Istruzioni:
**1.** Estrai dall'articolo sulla bioplastica il brano che va da "Anche in tema" a "loro rapida decomposizione.", riportandolo parola per parola.
**2.** Nell'articolo sulla bioplastica, quale università ha condotto lo studio del 2009 sui biopolimeri?

Articolo:
───
Anche in tema di smaltimento rifiuti l’utilizzo esclusivo della bioplastica, oltre che fare bene all’ambiente, fa risparmiare anche tempo, denaro e attrezzature. I rifiuti bio possono essere depositati in una discarica, vista la loro rapida decomposizione.
Questo tipo di smaltimento sarebbe più vantaggioso rispetto alla termovalorizzazione perché richiederebbe meno energia e meno processi. Una tonnellata di bioplastica impiegherebbe tra i 5 e i 10 minuti per essere compressa e, non essendo un processo chimico ma meccanico, non rilascerebbe fumi tossici nell’atmosfera.
Inoltre, sappiamo bene come, col trascorrere del tempo, i contenitori alimentari rilascino sostanze nocive che possono essere assorbite dai cibi stessi, come accade per esempio con le bibite in lattina.
Con contenitori bio ciò non accadrebbe! Infatti, l’unica cosa che possono rilasciare è amido di mais, senza alterare il gusto dei prodotti e senza pericolo di intossicazione.
Secondo uno studio condotto nel 2009 dall’Università di Utrecht, per conto dell’European Polysaccharide Network of Excellence e l’European Bioplastics Association, i biopolimeri potrebbero sostituire in un futuro, non così lontano, buona parte delle materie plastiche di origine petrolifera.
Lo studio è stato effettuato da Martin K. Patel, Li Shen and Juliane Haufe e ha ipotizzato che più del 90% del corrente consumo globale di polimeri può tecnicamente essere sostituito con materie prime rinnovabili al posto delle tradizionali sostanze. Chiaramente è un dato soltanto teorico e nel breve periodo la percentuale tende ad essere più bassa.
Una cosa è certa comunque: sulla base di recenti studi, la produzione di bioplastica potrebbe raddoppiare nel corso del prossimo decennio.
Ma non solo. Entro il 2020 ci sarà una consistente richiesta di polimero di PLA, di origine vegetale derivato dell’amido di mais. (NB: fanno parte delle bioplastiche il Mater-Bi, il PLA e il Biolice).
Questo porterebbe, nelle più ottimistiche previsioni, ad un aumento della produzione di bioplastica fino a 4.40 Mt entro il 2020!
───
Elenco:
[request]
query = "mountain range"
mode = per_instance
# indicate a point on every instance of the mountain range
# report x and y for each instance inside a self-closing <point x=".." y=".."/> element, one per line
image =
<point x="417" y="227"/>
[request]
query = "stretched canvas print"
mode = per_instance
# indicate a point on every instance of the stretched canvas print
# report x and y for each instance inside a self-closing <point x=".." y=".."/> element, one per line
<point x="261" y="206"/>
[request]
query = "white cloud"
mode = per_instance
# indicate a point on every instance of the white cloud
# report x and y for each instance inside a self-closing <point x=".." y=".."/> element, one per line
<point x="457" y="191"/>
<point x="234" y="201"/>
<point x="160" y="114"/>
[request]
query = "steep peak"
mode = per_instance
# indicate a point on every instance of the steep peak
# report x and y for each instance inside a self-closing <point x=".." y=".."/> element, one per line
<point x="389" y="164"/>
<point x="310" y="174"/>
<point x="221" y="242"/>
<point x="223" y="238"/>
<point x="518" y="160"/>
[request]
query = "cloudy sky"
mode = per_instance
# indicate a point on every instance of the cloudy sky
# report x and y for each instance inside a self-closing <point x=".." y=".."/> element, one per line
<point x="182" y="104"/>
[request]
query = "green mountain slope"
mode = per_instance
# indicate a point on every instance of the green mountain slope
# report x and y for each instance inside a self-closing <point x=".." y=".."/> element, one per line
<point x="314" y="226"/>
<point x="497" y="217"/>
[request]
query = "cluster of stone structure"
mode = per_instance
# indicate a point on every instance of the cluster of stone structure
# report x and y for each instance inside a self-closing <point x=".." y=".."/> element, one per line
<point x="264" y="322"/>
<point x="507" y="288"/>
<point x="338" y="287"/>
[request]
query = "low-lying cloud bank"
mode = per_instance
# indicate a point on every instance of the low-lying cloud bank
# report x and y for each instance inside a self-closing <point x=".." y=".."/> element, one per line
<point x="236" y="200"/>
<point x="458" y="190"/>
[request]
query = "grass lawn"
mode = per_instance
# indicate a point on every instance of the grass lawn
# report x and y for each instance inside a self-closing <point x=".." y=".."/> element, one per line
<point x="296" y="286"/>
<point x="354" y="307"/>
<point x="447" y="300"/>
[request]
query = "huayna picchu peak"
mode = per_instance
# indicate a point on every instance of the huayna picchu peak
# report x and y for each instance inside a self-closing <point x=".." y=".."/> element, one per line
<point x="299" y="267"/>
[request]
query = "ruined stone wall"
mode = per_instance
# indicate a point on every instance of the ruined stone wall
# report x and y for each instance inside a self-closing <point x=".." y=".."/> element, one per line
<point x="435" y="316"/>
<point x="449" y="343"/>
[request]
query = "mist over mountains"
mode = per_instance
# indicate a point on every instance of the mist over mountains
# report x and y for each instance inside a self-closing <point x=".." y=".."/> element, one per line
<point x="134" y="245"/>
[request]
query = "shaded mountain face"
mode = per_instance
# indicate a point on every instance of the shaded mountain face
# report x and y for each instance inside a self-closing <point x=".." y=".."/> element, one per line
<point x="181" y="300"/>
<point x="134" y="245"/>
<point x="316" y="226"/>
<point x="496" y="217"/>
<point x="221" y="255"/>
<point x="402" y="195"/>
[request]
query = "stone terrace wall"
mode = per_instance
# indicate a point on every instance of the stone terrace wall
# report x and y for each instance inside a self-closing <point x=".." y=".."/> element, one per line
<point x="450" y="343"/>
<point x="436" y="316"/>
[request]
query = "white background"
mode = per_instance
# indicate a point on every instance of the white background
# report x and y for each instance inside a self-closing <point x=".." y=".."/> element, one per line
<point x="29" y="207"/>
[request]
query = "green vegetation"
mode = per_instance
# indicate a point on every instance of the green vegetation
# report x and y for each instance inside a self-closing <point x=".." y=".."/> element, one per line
───
Risposte:
**1.**
Anche in tema di smaltimento rifiuti l’utilizzo esclusivo della bioplastica, oltre che fare bene all’ambiente, fa risparmiare anche tempo, denaro e attrezzature. I rifiuti bio possono essere depositati in una discarica, vista la loro rapida decomposizione.

**2.** L'Università di Utrecht.